# START OF Entries

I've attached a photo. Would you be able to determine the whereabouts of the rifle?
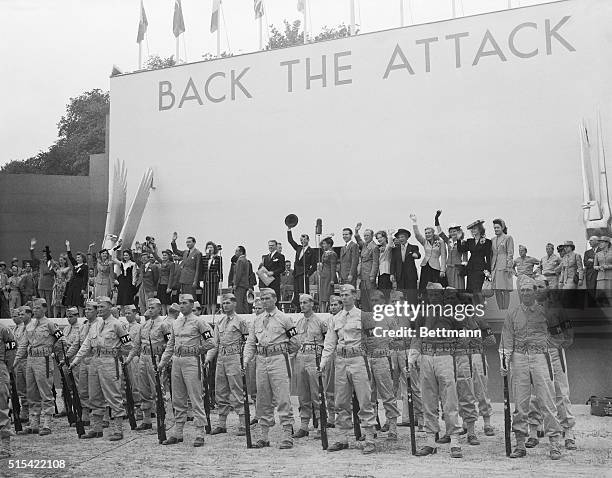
[9,372,23,432]
[240,340,253,448]
[202,361,212,435]
[53,354,76,425]
[404,350,416,455]
[312,341,328,450]
[60,342,85,436]
[353,392,361,440]
[149,334,166,444]
[502,347,512,456]
[51,384,59,415]
[119,355,137,430]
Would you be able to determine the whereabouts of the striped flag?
[254,0,264,19]
[172,0,185,38]
[136,0,149,43]
[210,0,221,33]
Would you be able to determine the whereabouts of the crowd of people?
[0,211,584,460]
[0,211,612,318]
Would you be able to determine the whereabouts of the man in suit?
[355,223,380,312]
[259,239,285,297]
[287,228,317,310]
[583,236,599,307]
[171,232,202,296]
[338,227,359,287]
[30,238,55,304]
[391,229,421,304]
[229,246,253,314]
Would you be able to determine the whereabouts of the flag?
[136,0,149,43]
[254,0,264,19]
[172,0,185,38]
[210,0,221,33]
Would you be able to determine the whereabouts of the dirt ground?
[0,403,612,478]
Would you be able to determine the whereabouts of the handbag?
[482,279,495,298]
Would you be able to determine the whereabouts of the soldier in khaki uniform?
[321,284,376,454]
[499,277,562,460]
[70,297,132,441]
[244,288,297,449]
[14,299,64,435]
[125,299,171,431]
[66,300,98,426]
[13,305,32,425]
[293,294,327,439]
[408,282,463,458]
[204,294,249,436]
[159,294,212,447]
[0,324,17,459]
[366,290,400,441]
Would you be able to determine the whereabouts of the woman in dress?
[153,247,176,315]
[457,219,491,304]
[64,241,89,317]
[112,249,138,305]
[593,236,612,307]
[317,237,338,312]
[202,241,223,315]
[87,242,113,298]
[491,219,514,310]
[52,254,72,318]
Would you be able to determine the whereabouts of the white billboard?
[110,0,612,264]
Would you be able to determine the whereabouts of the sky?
[0,0,546,165]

# END OF Entries

→ **Your task**:
Quote the whole listing above word for word, leaving out the picture.

→ **Solved exercise**:
I've attached a photo. Would you be able to determine the whereabouts of the rifle?
[9,372,23,432]
[240,340,253,448]
[202,361,212,435]
[53,354,76,425]
[404,350,416,455]
[312,341,328,450]
[60,342,85,436]
[353,392,361,440]
[149,334,166,444]
[502,347,512,456]
[51,384,59,415]
[119,355,137,430]
Would you be able to determine the whereabouts of the striped flag?
[254,0,264,19]
[172,0,185,38]
[136,0,149,43]
[210,0,221,33]
Would you be able to determine the whereabouts of the crowd of people?
[0,211,584,460]
[0,211,612,318]
Would you be able to determine the whereabouts of the man in suit?
[355,223,380,312]
[259,239,285,297]
[287,228,317,310]
[583,236,599,307]
[171,232,202,296]
[338,227,359,287]
[30,238,55,304]
[391,229,421,304]
[229,246,253,314]
Would you be able to determine the whereabouts of the flag?
[136,0,149,43]
[254,0,264,19]
[172,0,185,38]
[210,0,221,33]
Would you be able to determine the whereabouts of the dirt ground?
[0,403,612,478]
Would you be able to determine the whereabouts of the handbag?
[482,279,495,298]
Would you be able to determine the whereabouts of the soldier in khaki uniform?
[321,284,376,454]
[499,277,562,460]
[70,297,132,441]
[244,288,297,449]
[14,299,64,435]
[125,299,171,431]
[66,300,98,426]
[13,305,32,425]
[293,294,327,439]
[408,282,463,458]
[204,294,249,436]
[159,294,212,447]
[0,324,17,459]
[366,290,400,441]
Would you be able to determine the whereabouts of the woman in dress?
[153,247,176,315]
[457,219,491,304]
[64,241,89,317]
[112,249,138,305]
[593,236,612,307]
[317,237,338,312]
[202,241,223,315]
[87,242,113,298]
[491,219,514,310]
[52,254,72,318]
Would you be able to determine the whereabouts of the white billboard?
[110,0,612,264]
Would you be able to determine the whereabouts of the sky?
[0,0,546,165]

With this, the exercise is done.